### [YOUR OBJECTIVE]
Format every line of the entries below as a Markdown table with the columns Row and Line, giving each line its own numbered row. Leave out blank lines.

[Box-labeled dataset extracts]
-- -- --

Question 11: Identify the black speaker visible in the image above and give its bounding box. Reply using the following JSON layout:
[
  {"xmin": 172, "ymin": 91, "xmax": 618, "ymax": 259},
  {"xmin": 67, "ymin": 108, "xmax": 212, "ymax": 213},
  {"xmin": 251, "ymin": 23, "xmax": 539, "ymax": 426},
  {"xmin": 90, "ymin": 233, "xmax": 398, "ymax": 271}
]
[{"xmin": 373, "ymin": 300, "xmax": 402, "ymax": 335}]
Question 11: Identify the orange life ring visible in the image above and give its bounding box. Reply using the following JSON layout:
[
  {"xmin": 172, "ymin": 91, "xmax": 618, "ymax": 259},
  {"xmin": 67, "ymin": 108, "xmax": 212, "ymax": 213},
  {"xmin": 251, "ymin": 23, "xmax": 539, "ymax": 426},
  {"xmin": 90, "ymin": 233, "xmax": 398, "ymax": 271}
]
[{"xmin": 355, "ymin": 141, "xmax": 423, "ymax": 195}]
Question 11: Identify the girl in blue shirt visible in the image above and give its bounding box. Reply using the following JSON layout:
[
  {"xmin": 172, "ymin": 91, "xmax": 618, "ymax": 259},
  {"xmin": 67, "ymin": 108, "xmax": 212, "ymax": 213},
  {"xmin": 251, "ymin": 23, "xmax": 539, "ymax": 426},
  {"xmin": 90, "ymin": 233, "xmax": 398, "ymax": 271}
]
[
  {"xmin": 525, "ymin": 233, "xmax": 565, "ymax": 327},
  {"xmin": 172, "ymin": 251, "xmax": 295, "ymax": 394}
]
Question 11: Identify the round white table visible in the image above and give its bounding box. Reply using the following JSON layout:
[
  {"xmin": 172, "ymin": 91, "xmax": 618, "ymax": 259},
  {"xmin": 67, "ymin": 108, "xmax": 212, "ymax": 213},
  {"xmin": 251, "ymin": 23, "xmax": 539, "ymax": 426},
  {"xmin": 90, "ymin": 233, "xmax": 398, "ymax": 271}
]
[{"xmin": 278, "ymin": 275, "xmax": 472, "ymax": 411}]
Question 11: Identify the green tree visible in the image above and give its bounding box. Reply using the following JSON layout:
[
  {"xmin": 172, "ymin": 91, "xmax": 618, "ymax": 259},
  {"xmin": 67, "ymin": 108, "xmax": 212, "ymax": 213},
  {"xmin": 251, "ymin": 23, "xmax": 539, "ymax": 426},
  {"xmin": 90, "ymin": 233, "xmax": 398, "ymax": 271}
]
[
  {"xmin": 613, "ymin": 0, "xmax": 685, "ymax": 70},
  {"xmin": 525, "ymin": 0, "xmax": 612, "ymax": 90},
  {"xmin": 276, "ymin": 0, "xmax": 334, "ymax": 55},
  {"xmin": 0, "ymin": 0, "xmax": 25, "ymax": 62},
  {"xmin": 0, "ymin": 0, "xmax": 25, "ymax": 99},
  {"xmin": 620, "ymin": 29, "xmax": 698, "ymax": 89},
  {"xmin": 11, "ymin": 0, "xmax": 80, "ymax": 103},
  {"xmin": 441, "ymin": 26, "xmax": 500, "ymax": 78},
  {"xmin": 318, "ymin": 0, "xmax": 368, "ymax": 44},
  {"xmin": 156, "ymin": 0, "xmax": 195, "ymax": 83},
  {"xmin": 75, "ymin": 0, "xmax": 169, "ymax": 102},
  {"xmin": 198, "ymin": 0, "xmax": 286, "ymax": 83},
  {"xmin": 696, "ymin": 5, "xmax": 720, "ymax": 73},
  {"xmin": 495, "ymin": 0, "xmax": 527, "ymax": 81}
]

-- -- --

### [SOLUTION FOR THIS TASK]
| Row | Line |
|---|---|
| 1 | Question 11: Identify the black speaker visible in the image above and give its bounding box. Reply using the following JSON layout: |
| 2 | [ |
| 3 |   {"xmin": 172, "ymin": 91, "xmax": 618, "ymax": 259}, |
| 4 |   {"xmin": 67, "ymin": 108, "xmax": 212, "ymax": 213}, |
| 5 |   {"xmin": 251, "ymin": 23, "xmax": 539, "ymax": 426}, |
| 6 |   {"xmin": 90, "ymin": 233, "xmax": 398, "ymax": 271} |
| 7 | ] |
| 8 | [{"xmin": 373, "ymin": 300, "xmax": 402, "ymax": 335}] |
| 9 | Question 11: Identify the orange life ring visible in the image above and give its bounding box. Reply using the following JSON layout: |
| 10 | [ |
| 11 |   {"xmin": 172, "ymin": 91, "xmax": 618, "ymax": 259}, |
| 12 |   {"xmin": 67, "ymin": 108, "xmax": 212, "ymax": 213}, |
| 13 |   {"xmin": 251, "ymin": 23, "xmax": 539, "ymax": 426}, |
| 14 |   {"xmin": 90, "ymin": 233, "xmax": 398, "ymax": 271} |
| 15 | ] |
| 16 | [{"xmin": 355, "ymin": 141, "xmax": 423, "ymax": 195}] |
| 17 | Question 11: Identify the girl in blue shirt visible in the image above and give its bounding box. Reply using the following JSON layout: |
| 18 | [ |
| 19 |   {"xmin": 172, "ymin": 91, "xmax": 618, "ymax": 259}, |
| 20 |   {"xmin": 67, "ymin": 108, "xmax": 212, "ymax": 213}, |
| 21 |   {"xmin": 251, "ymin": 23, "xmax": 539, "ymax": 426}, |
| 22 |   {"xmin": 90, "ymin": 233, "xmax": 398, "ymax": 271} |
| 23 | ] |
| 24 | [ |
| 25 |   {"xmin": 525, "ymin": 233, "xmax": 565, "ymax": 327}, |
| 26 |   {"xmin": 172, "ymin": 251, "xmax": 295, "ymax": 394} |
| 27 | ] |
| 28 | Question 11: Identify the round white table visible in the image above and give its bounding box. Reply using the following JSON layout: |
| 29 | [ |
| 30 |   {"xmin": 172, "ymin": 91, "xmax": 618, "ymax": 259}, |
| 31 |   {"xmin": 67, "ymin": 108, "xmax": 212, "ymax": 213}, |
| 32 |   {"xmin": 251, "ymin": 23, "xmax": 539, "ymax": 426}, |
| 33 |   {"xmin": 90, "ymin": 233, "xmax": 398, "ymax": 271} |
| 34 | ] |
| 35 | [{"xmin": 278, "ymin": 275, "xmax": 472, "ymax": 411}] |
| 36 | Question 11: Identify the green tree visible in the image above and give its bounding box. Reply using the following JSON layout: |
| 37 | [ |
| 38 |   {"xmin": 172, "ymin": 91, "xmax": 618, "ymax": 259}, |
| 39 |   {"xmin": 67, "ymin": 108, "xmax": 212, "ymax": 213}, |
| 40 |   {"xmin": 251, "ymin": 23, "xmax": 539, "ymax": 426}, |
| 41 |   {"xmin": 90, "ymin": 233, "xmax": 398, "ymax": 271} |
| 42 | ] |
| 43 | [ |
| 44 |   {"xmin": 613, "ymin": 0, "xmax": 685, "ymax": 70}, |
| 45 |   {"xmin": 525, "ymin": 0, "xmax": 612, "ymax": 90}, |
| 46 |   {"xmin": 276, "ymin": 0, "xmax": 334, "ymax": 55}, |
| 47 |   {"xmin": 0, "ymin": 0, "xmax": 25, "ymax": 62}, |
| 48 |   {"xmin": 0, "ymin": 0, "xmax": 25, "ymax": 99}, |
| 49 |   {"xmin": 620, "ymin": 29, "xmax": 698, "ymax": 89}, |
| 50 |   {"xmin": 11, "ymin": 0, "xmax": 80, "ymax": 103}, |
| 51 |   {"xmin": 441, "ymin": 26, "xmax": 500, "ymax": 78}, |
| 52 |   {"xmin": 318, "ymin": 0, "xmax": 368, "ymax": 44}, |
| 53 |   {"xmin": 156, "ymin": 0, "xmax": 195, "ymax": 83}, |
| 54 |   {"xmin": 75, "ymin": 0, "xmax": 169, "ymax": 102}, |
| 55 |   {"xmin": 198, "ymin": 0, "xmax": 286, "ymax": 83}, |
| 56 |   {"xmin": 696, "ymin": 5, "xmax": 720, "ymax": 73}, |
| 57 |   {"xmin": 495, "ymin": 0, "xmax": 527, "ymax": 81} |
| 58 | ] |